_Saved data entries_

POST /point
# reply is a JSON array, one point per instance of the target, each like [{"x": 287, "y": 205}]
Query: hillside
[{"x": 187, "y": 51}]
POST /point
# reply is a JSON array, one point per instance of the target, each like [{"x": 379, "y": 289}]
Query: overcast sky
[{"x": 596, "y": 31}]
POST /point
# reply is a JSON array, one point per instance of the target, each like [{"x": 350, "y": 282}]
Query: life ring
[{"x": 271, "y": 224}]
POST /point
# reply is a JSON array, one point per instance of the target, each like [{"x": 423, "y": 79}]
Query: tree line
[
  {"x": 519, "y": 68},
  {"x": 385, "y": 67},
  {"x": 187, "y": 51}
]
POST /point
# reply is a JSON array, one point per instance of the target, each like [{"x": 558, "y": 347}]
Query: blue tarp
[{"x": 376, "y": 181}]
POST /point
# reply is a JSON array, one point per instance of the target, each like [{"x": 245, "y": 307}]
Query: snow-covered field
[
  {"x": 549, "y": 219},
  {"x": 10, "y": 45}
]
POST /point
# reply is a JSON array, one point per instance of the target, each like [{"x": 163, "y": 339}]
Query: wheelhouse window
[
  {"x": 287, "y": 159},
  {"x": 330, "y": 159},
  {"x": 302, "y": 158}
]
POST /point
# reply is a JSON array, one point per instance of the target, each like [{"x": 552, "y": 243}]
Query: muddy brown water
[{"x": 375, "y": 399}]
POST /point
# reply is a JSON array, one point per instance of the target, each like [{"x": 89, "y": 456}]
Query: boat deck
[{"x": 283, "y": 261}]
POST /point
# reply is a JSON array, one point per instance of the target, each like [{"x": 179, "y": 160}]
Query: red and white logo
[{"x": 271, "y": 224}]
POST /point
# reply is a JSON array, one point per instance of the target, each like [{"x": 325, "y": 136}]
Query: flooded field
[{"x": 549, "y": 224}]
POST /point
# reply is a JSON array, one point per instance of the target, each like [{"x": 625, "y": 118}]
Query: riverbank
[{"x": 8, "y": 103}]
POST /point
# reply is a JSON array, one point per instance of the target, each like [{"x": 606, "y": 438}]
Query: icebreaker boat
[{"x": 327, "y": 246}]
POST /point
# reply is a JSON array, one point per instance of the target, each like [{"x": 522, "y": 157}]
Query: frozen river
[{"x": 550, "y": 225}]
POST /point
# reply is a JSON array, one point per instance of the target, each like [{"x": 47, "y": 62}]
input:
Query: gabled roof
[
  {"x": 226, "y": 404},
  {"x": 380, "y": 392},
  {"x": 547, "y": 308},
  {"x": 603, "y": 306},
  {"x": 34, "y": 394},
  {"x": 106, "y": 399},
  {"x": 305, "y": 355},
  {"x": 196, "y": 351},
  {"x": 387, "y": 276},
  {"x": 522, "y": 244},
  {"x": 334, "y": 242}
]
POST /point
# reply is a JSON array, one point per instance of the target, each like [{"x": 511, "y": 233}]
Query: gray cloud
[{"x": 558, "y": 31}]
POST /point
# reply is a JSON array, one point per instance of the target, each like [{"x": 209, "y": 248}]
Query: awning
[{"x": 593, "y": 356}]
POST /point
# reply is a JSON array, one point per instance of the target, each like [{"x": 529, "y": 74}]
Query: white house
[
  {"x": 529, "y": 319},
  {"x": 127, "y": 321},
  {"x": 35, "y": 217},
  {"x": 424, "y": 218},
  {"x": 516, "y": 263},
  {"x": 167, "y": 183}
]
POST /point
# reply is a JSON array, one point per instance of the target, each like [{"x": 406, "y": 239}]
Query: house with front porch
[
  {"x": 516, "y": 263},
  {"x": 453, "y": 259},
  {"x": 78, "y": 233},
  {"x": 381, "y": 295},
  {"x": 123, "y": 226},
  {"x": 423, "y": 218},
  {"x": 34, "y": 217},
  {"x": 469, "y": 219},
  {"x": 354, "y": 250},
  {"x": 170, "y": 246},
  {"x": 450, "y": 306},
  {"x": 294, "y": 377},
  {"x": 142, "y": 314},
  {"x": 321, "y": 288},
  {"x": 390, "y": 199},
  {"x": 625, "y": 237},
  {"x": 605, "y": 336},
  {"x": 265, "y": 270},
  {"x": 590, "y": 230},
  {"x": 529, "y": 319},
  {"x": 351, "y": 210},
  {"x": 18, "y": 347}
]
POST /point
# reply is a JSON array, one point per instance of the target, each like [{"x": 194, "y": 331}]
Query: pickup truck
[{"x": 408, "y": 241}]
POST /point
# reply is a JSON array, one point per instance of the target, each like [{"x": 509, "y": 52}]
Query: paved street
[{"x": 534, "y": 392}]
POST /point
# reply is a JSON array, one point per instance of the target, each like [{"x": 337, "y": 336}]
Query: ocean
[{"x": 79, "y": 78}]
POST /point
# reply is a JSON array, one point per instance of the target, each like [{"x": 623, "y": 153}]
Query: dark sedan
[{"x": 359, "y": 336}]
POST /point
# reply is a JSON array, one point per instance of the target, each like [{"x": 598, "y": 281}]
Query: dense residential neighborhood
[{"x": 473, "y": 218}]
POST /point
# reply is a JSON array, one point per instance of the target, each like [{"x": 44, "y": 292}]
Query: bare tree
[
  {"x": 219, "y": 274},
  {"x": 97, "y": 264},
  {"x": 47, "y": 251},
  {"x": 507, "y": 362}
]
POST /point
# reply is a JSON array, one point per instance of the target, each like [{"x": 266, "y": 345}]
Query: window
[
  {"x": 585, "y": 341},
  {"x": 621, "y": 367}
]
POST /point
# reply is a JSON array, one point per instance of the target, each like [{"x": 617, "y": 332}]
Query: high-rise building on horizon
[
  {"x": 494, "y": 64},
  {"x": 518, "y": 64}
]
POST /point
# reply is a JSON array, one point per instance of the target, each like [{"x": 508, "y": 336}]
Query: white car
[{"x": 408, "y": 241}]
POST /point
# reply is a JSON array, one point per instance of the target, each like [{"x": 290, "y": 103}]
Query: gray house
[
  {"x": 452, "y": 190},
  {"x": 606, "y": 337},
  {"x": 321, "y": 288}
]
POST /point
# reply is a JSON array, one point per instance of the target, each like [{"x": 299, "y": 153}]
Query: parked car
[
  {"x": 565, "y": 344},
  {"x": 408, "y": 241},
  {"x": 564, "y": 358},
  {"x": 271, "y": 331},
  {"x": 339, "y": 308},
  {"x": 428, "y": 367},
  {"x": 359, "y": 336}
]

_WHAT TO WORK ON_
Each record above must be restated in full, word for word.

_RESPONSE TO THIS EXERCISE_
POST /point
# reply is a JSON array, one point per instance of the target, each like [{"x": 287, "y": 205}]
Query: hillside
[{"x": 187, "y": 51}]
POST /point
# reply is a JSON array, one point per instance of the target, each like [{"x": 379, "y": 289}]
Query: overcast sky
[{"x": 596, "y": 31}]
POST /point
# reply is a JSON array, one point per instance of the target, each like [{"x": 350, "y": 282}]
Query: life ring
[{"x": 271, "y": 224}]
POST /point
# reply is a JSON array, one point per instance of the target, each like [{"x": 423, "y": 79}]
Query: tree line
[
  {"x": 519, "y": 68},
  {"x": 385, "y": 67},
  {"x": 187, "y": 51}
]
POST /point
# reply is a JSON array, one point per instance of the target, each like [{"x": 558, "y": 347}]
Query: blue tarp
[{"x": 376, "y": 181}]
POST /point
# reply is a JSON array, one point per instance of the target, each like [{"x": 245, "y": 307}]
Query: snow-covered field
[
  {"x": 549, "y": 219},
  {"x": 10, "y": 45}
]
POST /point
# reply is a JSON array, one point per instance of the target, each like [{"x": 163, "y": 339}]
Query: wheelhouse window
[
  {"x": 287, "y": 159},
  {"x": 330, "y": 159},
  {"x": 302, "y": 158}
]
POST /point
# reply is a JSON array, one point per instance of the target, each like [{"x": 552, "y": 243}]
Query: muddy brown water
[{"x": 375, "y": 399}]
POST /point
# reply is a JSON array, one point per instance of the target, each like [{"x": 89, "y": 456}]
Query: boat deck
[{"x": 283, "y": 261}]
POST /point
# reply is a JSON array, one point per instance of the target, each like [{"x": 179, "y": 160}]
Query: red and white logo
[{"x": 271, "y": 224}]
POST /point
# reply is a JSON array, one point per instance of the target, each like [{"x": 325, "y": 136}]
Query: flooded field
[{"x": 549, "y": 224}]
POST /point
# reply is a JSON array, one point per instance of the target, each like [{"x": 625, "y": 118}]
Query: riverbank
[{"x": 8, "y": 103}]
POST /point
# reply is a JSON array, one point per instance of the target, each like [{"x": 606, "y": 438}]
Query: icebreaker boat
[{"x": 327, "y": 246}]
POST /point
# reply is a JSON array, one point per instance of the target, each like [{"x": 522, "y": 157}]
Query: frozen river
[{"x": 550, "y": 225}]
POST /point
# reply is a JSON array, one point per instance of the target, each like [{"x": 47, "y": 62}]
input:
Query: gabled roof
[
  {"x": 226, "y": 404},
  {"x": 380, "y": 392},
  {"x": 547, "y": 308},
  {"x": 603, "y": 306},
  {"x": 34, "y": 394},
  {"x": 106, "y": 399},
  {"x": 305, "y": 355},
  {"x": 196, "y": 351},
  {"x": 387, "y": 276},
  {"x": 522, "y": 244},
  {"x": 334, "y": 242}
]
POST /point
# reply is a JSON array, one point per instance of the target, each like [{"x": 511, "y": 233}]
Query: gray cloud
[{"x": 558, "y": 31}]
POST /point
# reply is a JSON array, one point per instance of the target, each like [{"x": 209, "y": 248}]
Query: awning
[{"x": 593, "y": 356}]
POST /point
# reply is a JSON array, one point per instance of the target, each like [{"x": 529, "y": 74}]
Query: white house
[
  {"x": 529, "y": 319},
  {"x": 127, "y": 321},
  {"x": 35, "y": 217},
  {"x": 424, "y": 218},
  {"x": 516, "y": 263},
  {"x": 167, "y": 183}
]
POST /point
# reply is a JSON array, one point per instance of the target, each like [{"x": 406, "y": 239}]
Query: house with front porch
[
  {"x": 516, "y": 263},
  {"x": 453, "y": 259},
  {"x": 78, "y": 233},
  {"x": 381, "y": 295},
  {"x": 123, "y": 226},
  {"x": 423, "y": 218},
  {"x": 34, "y": 217},
  {"x": 469, "y": 219},
  {"x": 354, "y": 250},
  {"x": 170, "y": 246},
  {"x": 450, "y": 306},
  {"x": 294, "y": 377},
  {"x": 142, "y": 314},
  {"x": 321, "y": 288},
  {"x": 390, "y": 199},
  {"x": 625, "y": 237},
  {"x": 605, "y": 336},
  {"x": 265, "y": 270},
  {"x": 590, "y": 230},
  {"x": 529, "y": 319},
  {"x": 351, "y": 210},
  {"x": 18, "y": 347}
]
POST /point
# reply is a JSON array, one point per instance of the target, each like [{"x": 194, "y": 331}]
Query: pickup truck
[{"x": 408, "y": 241}]
POST /point
# reply is a JSON array, one point per instance of the target, each like [{"x": 509, "y": 52}]
Query: paved street
[{"x": 534, "y": 392}]
POST /point
# reply is a JSON array, one point per instance of the target, each like [{"x": 337, "y": 336}]
Query: ocean
[{"x": 79, "y": 78}]
POST /point
# reply is a JSON array, one point per instance of the target, each like [{"x": 623, "y": 153}]
Query: dark sedan
[{"x": 359, "y": 336}]
POST /point
# reply is a JSON array, one point per instance of the target, each like [{"x": 598, "y": 281}]
Query: dense residential neighborhood
[{"x": 473, "y": 218}]
POST /point
# reply is a JSON array, one point per instance of the target, each like [{"x": 44, "y": 292}]
Query: bare tree
[
  {"x": 219, "y": 274},
  {"x": 97, "y": 264},
  {"x": 47, "y": 251},
  {"x": 507, "y": 362}
]
POST /point
# reply is a JSON array, one point per instance of the target, each like [{"x": 266, "y": 345}]
Query: window
[
  {"x": 585, "y": 341},
  {"x": 621, "y": 367}
]
POST /point
# reply is a JSON array, one point per instance of the target, each like [{"x": 617, "y": 332}]
Query: high-rise building on horizon
[
  {"x": 494, "y": 64},
  {"x": 518, "y": 64}
]
POST /point
# reply is a JSON array, one point per instance of the target, each like [{"x": 508, "y": 336}]
Query: white car
[{"x": 408, "y": 241}]
POST /point
# reply is a JSON array, one point per instance of the target, each like [{"x": 290, "y": 103}]
Query: gray house
[
  {"x": 452, "y": 190},
  {"x": 606, "y": 337},
  {"x": 321, "y": 288}
]
POST /point
# reply is a JSON array, one point per instance of the target, each like [{"x": 299, "y": 153}]
Query: parked car
[
  {"x": 565, "y": 344},
  {"x": 408, "y": 241},
  {"x": 564, "y": 358},
  {"x": 271, "y": 331},
  {"x": 339, "y": 308},
  {"x": 428, "y": 367},
  {"x": 359, "y": 336}
]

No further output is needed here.